#### [Kutipan Sumber]
===
Utang Pemerintahan Transisi (Habibie) Tanggal 14 dan 15 Mei 1997, kurs bath terhadap US$ mengalami penurunan (depresiasi) sebagai akibat dari keputusan jual dari para investor yang tidak percaya lagi terhadap prospek ekonomi Thailand dalam jangka pendek. Pemerintah Thailand mengintervensi dan didukung oleh bank sentral singapora, tapi tidak mampu menstabilkan kurs Bath, sehingga bank sentral Thailand mengumumkan kurs bath diserahkan pada mekanisme pasar. 2 Juli 1997, penurunan nilai kurs bath terhadap US$ antara 15% - 20% Bulan Juli 1997, krisis melanda Indonesia (kurs dari Rp 2.500 menjadi Rp 2.650.) BI mengintervensi, namun tidak mampu sampai bulan maret 1998 kurs melemah sampai Rp.10.550 dan bahkan menembus angka Rp 11.000/US$.

Langkah konkrit untuk mengatasi krisis:
  • Penundaan proyek Rp 39 trilyun untuk mengimbangi keterbatasan anggaran Negara.
  • BI melakukan intervensi ke bursa valas.
  • Meminta bantuan IMF dengan memperoleh paket bantuan keuangan US$ 23 Milyar pada bulan Nopember 1997.
  • Mencabut ijin usaha 16 bank swasta yang tidak sehat Januari 1998 pemerintah Indonesia menandatangani nota kesepakatan (LOI) dengan IMF yang mencakup 50 butir kebijakan yang mencakup: Kebijakan ekonomi makro (fiscal dan moneter) mencakup: penggunaan prinsip anggaran berimbang; pengurangan pengeluaran pemerintah seperti pengurangan subsidi BBM dan listrik; pembatalan proyek besar; dan peningkatan pendapatan pemerintah dengan mencabut semua fasilitas perpajakan, penangguhan PPN, pengenaan pajak tambahan terhadap bensin, memperbaiki audit PPN, dan memperbanyak obyek pajak.
  • Restrukturisasi sektor keuangan.
  • Reformasi struktural

Bantuan gagal diberikan, karena pemerintah Indonesia tidak melaksanakan kesepakatan dengan IMF yang telah ditandatangani. Indonesia tidak mempunyai pilihan kecuali harus bekerja sama dengan IMF. Kesepakatan baru dicapai bulan April 1998 dengan nama “Memorandum Tambahan mengenai Kebijaksanaan Ekonomi Keuangan” yang merupakan kelanjutan, pelengkapan dan modifikasi 50 butir kesepakatan. Tambahan dalam kesepakatan baru ini mencakup: 
  1. Program stabilisasi perbankan untuk stabilisasi pasar uang dan mencegah hiperinflasi
  2. Restrukturisasi perbankan untuk penyehatan system perbankan nasional
  3. Reformasi structural
  4. Penyelesaian utang luar negeri dari pihak swasta
  5. Bantuan untuk masyarakat ekonomi lemah.
===
#### [Tugas yang Dikerjakan]
1. Jawablah pertanyaan berikut berdasarkan teks tentang krisis moneter.
(a) Berapa nilai paket bantuan keuangan yang diperoleh dari IMF pada bulan November 1997?
(b) Berapa jumlah bank swasta yang izin usahanya dicabut?
(c) Pada bulan dan tahun berapa kesepakatan baru dengan IMF dicapai?
2. Teruskan teks tentang krisis moneter mulai dari butir terakhir daftarnya.
Catatan di bawah ini berasal dari sumber lain.

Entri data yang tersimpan
===
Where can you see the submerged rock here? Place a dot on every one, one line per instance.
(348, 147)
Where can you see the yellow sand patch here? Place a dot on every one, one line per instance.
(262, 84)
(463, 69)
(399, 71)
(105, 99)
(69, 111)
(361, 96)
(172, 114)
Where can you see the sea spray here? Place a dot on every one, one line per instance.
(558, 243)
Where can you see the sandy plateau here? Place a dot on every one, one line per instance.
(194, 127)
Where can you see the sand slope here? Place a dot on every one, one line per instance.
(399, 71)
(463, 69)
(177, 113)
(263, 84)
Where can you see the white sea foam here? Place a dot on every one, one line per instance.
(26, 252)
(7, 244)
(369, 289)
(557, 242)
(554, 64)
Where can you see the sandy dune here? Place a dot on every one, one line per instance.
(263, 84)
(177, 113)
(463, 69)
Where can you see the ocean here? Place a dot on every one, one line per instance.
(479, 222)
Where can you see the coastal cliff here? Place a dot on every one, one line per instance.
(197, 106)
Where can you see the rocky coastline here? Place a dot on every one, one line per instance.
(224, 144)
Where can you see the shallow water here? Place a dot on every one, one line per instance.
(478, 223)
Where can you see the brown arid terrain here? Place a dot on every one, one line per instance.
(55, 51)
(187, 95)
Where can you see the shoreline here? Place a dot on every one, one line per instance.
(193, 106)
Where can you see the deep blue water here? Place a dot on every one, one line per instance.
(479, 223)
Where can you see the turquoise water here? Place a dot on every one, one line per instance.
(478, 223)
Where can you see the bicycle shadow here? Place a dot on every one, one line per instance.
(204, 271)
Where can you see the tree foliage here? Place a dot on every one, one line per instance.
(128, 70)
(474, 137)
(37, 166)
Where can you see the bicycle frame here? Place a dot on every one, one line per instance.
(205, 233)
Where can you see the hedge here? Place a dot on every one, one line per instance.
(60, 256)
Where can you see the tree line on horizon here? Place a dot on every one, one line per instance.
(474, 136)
===
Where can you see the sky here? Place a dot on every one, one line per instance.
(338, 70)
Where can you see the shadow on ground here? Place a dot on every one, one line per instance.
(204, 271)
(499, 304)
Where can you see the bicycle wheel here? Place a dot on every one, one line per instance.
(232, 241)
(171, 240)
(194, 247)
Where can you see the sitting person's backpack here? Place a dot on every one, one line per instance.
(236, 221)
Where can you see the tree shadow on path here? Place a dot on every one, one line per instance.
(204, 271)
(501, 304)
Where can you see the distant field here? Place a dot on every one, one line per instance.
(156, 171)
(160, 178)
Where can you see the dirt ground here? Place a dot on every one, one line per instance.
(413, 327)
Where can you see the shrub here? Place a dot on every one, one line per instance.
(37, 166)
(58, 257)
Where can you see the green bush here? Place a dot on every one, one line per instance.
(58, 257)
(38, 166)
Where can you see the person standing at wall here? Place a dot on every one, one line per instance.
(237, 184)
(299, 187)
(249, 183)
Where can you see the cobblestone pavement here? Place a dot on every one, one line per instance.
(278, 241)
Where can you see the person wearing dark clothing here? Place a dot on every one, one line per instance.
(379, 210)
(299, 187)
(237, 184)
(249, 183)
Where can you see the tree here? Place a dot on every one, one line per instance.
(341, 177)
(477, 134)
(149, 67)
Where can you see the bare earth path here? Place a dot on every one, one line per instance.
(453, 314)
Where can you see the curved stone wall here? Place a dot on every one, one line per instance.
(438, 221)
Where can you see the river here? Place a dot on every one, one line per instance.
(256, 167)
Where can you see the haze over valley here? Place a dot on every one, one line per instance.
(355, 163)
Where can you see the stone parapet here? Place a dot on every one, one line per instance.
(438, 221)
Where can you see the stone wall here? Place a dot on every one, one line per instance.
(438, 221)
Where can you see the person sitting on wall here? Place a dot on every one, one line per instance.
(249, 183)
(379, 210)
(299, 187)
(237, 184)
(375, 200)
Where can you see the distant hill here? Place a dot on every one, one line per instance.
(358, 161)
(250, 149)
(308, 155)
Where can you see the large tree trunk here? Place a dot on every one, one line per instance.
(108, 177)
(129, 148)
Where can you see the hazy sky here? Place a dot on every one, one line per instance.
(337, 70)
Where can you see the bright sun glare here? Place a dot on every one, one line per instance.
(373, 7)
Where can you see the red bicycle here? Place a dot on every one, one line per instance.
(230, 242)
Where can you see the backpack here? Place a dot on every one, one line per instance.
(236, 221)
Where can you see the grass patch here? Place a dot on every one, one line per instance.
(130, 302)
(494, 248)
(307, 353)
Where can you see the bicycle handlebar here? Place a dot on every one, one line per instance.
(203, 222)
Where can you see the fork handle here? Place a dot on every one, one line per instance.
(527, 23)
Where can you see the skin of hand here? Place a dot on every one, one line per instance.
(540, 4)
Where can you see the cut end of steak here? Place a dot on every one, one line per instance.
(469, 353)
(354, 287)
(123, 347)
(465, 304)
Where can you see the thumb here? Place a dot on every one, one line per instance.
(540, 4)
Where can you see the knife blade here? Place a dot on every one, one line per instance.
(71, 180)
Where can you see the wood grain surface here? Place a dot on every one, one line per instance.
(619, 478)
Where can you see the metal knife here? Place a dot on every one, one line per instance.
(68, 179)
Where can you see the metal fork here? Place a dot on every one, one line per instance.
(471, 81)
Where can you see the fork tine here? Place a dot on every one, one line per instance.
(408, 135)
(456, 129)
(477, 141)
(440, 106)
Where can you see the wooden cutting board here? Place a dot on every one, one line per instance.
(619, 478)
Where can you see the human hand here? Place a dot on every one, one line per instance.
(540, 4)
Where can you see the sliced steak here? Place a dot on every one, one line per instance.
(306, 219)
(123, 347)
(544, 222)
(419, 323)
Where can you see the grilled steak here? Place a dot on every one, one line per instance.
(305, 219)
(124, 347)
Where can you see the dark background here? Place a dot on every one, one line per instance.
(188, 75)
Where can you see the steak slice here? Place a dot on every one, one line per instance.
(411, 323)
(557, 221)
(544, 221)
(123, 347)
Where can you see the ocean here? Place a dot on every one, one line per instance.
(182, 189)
===
#### [Jawaban Tertulis]
1.
(a) US$ 23 miliar.
(b) 16 bank swasta.
(c) April 1998.

2.
Utang Pemerintahan Reformasi (Abdurrahman Wahid) Mulai pertengahan tahun 1999.
  • Pada tahun 1999 pertumbuhan ekonomi positif (mendekati 0)
  • Tahun 2000 pertumbuhan ekonomi 5%
  • Kondisi moneter stabil ( inflasi dan suku bunga rendah)
  • Tahun 2001, pelaku bisnis dan masyarakat kurang percaya kepada pemerintahan sebagai akibat dari pernyataan presiden yang controversial, KKN, dictator, dan perseteruan dengan DPR.
  • Bulan maret 2000, cadangan devisa menurun dari US$ 29 milyar menjadi US$ 28,875 milyar
  • Hubungan dengan IMF menjadi tidak baik sebagai akibat dari: penundaan pelaksanaan amandemen UU No. 23 tahun 1999 mengenai Bank Indonesia; penerapan otonomi daerah (terutama kebebasan untuk hutang pemerintah daerah dari LN); dan revisi APBN 2001.
  • Tahun 2001, pertumbuhan ekonomi cenderung negative, IHSG merosot lebih dari 300 poin, dan nilai tukar rupiah melemah dari Rp 7000 menjadi Rp.10.000.

Utang Pada Masa kepemimpinan Megawati Soekarnoputri Beberapa kebijakan perekonomian yang diambil di masa kepemimpinan Megawati Soekarnoputri ialah ;
  1. Meminta penundaan pembayaran utang sebesar US$ 5,8 milyar pada pertemuan Paris Club ke-3 dan mengalokasikan pembayaran utang luar negeri sebesar Rp 116.3triliun.
  2. Kebijakan privatisasi BUMN. Privatisasi adalah menjual perusahaan negara di dalam periode krisis dengan tujuan melindungi perusahaan negara dari intervensi kekuatan-kekuatan politik dan mengurangi beban negara. Hasil penjualan itu berhasil menaikkan pertumbuhan ekonomi Indonesia menjadi 4,1 %. Namun kebijakan ini memicu banyak kontroversi, karena BUMN yang diprivatisasi dijual ke perusahaan asing.

Di masa ini juga direalisasikan berdirinya KPK (Komisi Pemberantasan Korupsi), tetapi belum ada gebrakan konkrit dalam pemberantasan korupsi.

Padahal keberadaan korupsi membuat banyak investor berpikir dua kali untuk menanamkan modal di Indonesia, dan mengganggu jalannya pembangunan nasional.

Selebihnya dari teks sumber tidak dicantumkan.